## BEGIN Selected text

Alexander Lindsay "Alec" Hosie (6 August 1890 – 11 June 1957) was an English first-class cricketer who played for a large number of teams in England and India. Hosie was a right-handed batsman who bowled occasional right-arm medium pace.

Childhood
Hosie was the only son of the British diplomat and China expert Sir Alexander Hosie and his first wife, the former Florence Lindsay. He was born in Wenzhou in China and educated in England at St Lawrence College, Ramsgate, and Magdalen College, Oxford.

Cricket career
Hosie made his first-class cricket debut for Oxford University in 1913 against Kent. He represented the university in five first-class matches in 1913, scoring two half-centuries with a highest score of 60 against the Marylebone Cricket Club.

In 1913, Hosie also played for Hampshire against Yorkshire. Hosie represented the club in three first-class matches before the First World War and 77 more times from 1921 to 1935. He played infrequently for Hampshire, having to manage his commitments in India. In his 77 matches for Hampshire, he scored 3,542 runs at an average of 26.83, with 17 half-centuries, 5 centuries and a high score of 155 against Yorkshire in 1928.

In 1921 Hosie made his debut for the Europeans (India) against the Hindus. Hosie represented the Europeans in 14 first-class matches from 1921 to 1929. Hosie scored 921 runs for them at an average of 38.37, with five half centuries, two centuries and a career-high score of 200 against the Hindus in 1924.

## END Selected text

What you need to do:
Transcribe everything in the Alec Hosie biography from "Cricket career" down to "Marylebone Cricket Club.".

## BEGIN Dataset records

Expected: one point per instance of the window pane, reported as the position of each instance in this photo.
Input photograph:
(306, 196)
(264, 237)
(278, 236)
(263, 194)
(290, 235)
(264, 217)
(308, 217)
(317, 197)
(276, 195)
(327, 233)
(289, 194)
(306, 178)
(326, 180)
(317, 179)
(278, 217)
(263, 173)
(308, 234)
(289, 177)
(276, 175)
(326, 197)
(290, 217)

## END Dataset records

Task answer:
Cricket career
Hosie made his first-class cricket debut for Oxford University in 1913 against Kent. He represented the university in five first-class matches in 1913, scoring two half-centuries with a highest score of 60 against the Marylebone Cricket Club.